Information shown:
((

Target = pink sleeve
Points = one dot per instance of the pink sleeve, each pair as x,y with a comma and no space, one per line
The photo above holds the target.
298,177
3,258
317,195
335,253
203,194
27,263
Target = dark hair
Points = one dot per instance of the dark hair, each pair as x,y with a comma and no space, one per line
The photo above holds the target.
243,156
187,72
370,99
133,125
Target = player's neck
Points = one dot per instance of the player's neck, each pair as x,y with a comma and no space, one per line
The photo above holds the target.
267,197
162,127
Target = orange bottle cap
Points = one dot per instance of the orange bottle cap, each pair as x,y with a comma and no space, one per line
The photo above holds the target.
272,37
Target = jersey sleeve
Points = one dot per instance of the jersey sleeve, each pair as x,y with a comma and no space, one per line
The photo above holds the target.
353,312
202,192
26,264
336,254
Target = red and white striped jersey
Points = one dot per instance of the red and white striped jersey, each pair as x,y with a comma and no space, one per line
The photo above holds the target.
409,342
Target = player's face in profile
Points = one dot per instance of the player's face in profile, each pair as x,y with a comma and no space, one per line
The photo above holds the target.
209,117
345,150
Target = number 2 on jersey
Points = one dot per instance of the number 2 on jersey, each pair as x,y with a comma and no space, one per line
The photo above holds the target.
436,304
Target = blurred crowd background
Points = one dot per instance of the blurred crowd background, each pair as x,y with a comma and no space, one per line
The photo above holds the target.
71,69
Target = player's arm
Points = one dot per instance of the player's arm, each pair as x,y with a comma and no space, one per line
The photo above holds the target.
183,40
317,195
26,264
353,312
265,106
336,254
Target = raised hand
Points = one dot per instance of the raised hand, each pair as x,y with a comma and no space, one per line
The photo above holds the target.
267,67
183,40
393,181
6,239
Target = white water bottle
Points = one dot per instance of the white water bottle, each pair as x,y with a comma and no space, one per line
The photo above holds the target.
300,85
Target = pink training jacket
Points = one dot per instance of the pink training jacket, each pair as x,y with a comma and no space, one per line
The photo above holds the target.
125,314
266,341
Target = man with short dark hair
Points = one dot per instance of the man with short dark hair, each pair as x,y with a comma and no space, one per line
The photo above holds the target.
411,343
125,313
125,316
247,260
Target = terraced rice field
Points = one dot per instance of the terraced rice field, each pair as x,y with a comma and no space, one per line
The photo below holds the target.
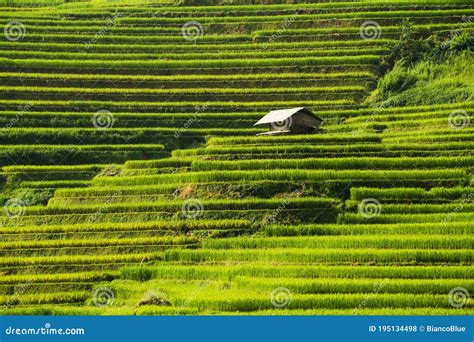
128,128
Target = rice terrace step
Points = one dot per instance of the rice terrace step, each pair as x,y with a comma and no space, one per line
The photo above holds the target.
134,180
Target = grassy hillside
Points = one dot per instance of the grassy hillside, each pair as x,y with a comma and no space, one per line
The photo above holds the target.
133,182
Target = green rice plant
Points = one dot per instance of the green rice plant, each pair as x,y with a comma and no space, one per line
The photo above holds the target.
362,285
45,298
79,259
259,269
235,301
59,277
176,226
388,208
165,241
334,163
287,175
323,256
368,229
439,218
201,64
377,241
411,194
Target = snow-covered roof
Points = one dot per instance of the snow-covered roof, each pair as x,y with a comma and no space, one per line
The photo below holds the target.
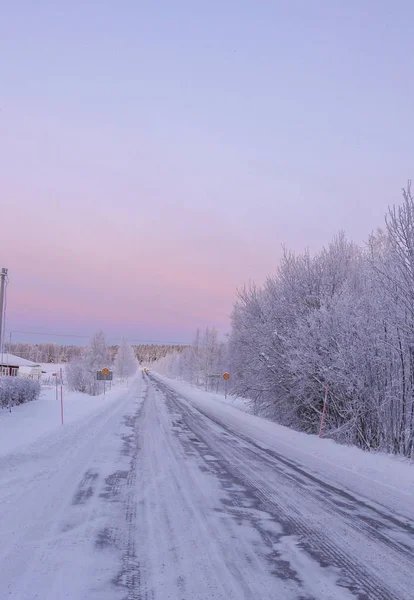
16,361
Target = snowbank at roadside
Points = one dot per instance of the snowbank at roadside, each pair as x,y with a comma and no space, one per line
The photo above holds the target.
27,423
375,477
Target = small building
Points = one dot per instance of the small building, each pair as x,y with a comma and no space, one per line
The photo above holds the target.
15,365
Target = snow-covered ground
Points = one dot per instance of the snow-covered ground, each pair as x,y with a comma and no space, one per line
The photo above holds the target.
163,492
28,422
377,477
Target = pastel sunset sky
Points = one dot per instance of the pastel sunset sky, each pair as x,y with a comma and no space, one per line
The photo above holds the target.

))

Prompt: All records must be output exactly as they are, except for the pictures, which are left out.

Task answer:
Target = pink sleeve
Points = one dot per instance of the pink sleeve, each pair as x,y with a comma and no space, one per line
The photo above holds the target.
298,177
3,258
317,195
335,253
203,194
27,263
Target = dark hair
Points = one dot per instance of the dark hair, each pair as x,y with a comma and no space, one per line
The photo above holds the target.
243,156
187,72
370,99
133,125
Target = player's neck
Points = one dot per instance of the player's neck, each pair as x,y with a comma and no space, one per line
The photo above holds the target.
267,197
162,127
Target = orange bottle cap
Points = one dot per instance of the orange bottle cap, each pair as x,y with a comma and no space, one per line
The photo above holds the target.
272,37
Target = jersey sleeve
Points = one dot per instance of the jersey sleeve, each pair as x,y with a comma and no space, one per line
The photo above holds the target.
353,312
202,192
26,264
336,254
Target = red and white striped jersey
Points = one dot per instance of the red and white striped jersey, each pair as x,y with a comma and no space, one per line
The photo above holds the target.
409,342
Target = player's face in profile
Points = one dot per instance of the player's face in profile, each pair as x,y with a comma and no space, one per line
The photo above holds the target.
209,117
345,150
Target = number 2 on jersey
Points = one dot per instance of the number 2 on jersey, each pair as x,y with a comma and no space, one per line
The photo above holds the target.
436,304
Target = blurred crowd background
Points = one dot per instance of the blurred crowd background, each pair as x,y with a comma and no space, one per line
The photo above holds the target.
71,69
Target = player's arm
Points = one dot per instance of the player's arm, each pair as x,y with a comma and no space, one per line
The photo above holds the target.
183,40
317,195
26,264
353,312
265,106
336,254
Target = raised hand
Points = one dot per instance of the raised hand, each pair as x,y with a comma and no space, one per line
The photo above holds the target.
267,67
183,40
393,181
6,239
Target = white water bottle
Points = one dot per instance of the white water bottle, each pair as x,y with a comma and no space, one per line
The photo above holds the target.
300,85
Target = pink training jacket
Points = one dot per instance of the pink training jacket, each pair as x,y with a comma and no space, one per line
The photo above holds the target.
125,314
266,341
Target = man with short dark hair
Points = one dot per instance of the man with short dark hair, each pair as x,y with a comma and no space, one per line
The photo above holds the target.
411,343
125,313
125,316
247,260
Target = terraced rice field
Points = one dot per instance of the terraced rice field, each pair as x,y with a comma and no space, one per line
The photo below holds the target.
128,128
Target = rice terrace step
Points = one dot per instance of the rice terrace step, each pair as x,y with a comma and no space, one per line
The photo above holds the target.
134,180
Target = grassy hillside
Points = one dot per instance of the grassy hillside, each pair as x,y with a comma and no space, one per line
The photo above holds the target.
133,182
Target = green rice plant
Points = one dot per instance of the green rice plant, each pair as x,y with a comma and no space, one per line
The photo above holds the target.
362,285
45,298
79,259
259,269
235,301
59,277
176,226
388,208
165,241
334,163
287,175
323,256
368,229
439,218
201,64
377,241
411,194
Target = snow-covered roof
Points = one dot per instance of the snow-covered roof, each pair as x,y with a comma and no space, one per line
The photo below holds the target.
16,361
Target = snowbank at roadside
Points = one dot per instance of the snowbank at roadside, each pair as x,y with a comma and no space, one per line
The photo above holds the target.
27,423
375,477
Target = small building
Points = one dot per instance of the small building, each pair as x,y with a comma and no space, one per line
The photo above holds the target.
15,365
Target = snow-covered ground
Points = one dot per instance of the snow-covered ground, each pair as x,y with a comma and no space, one per line
The photo above holds the target.
163,492
28,422
377,477
Target = pastel sunset sky
Points = one dot per instance of the pastel sunset sky, each pair as x,y with a comma and no space, one per line
The photo above holds the target.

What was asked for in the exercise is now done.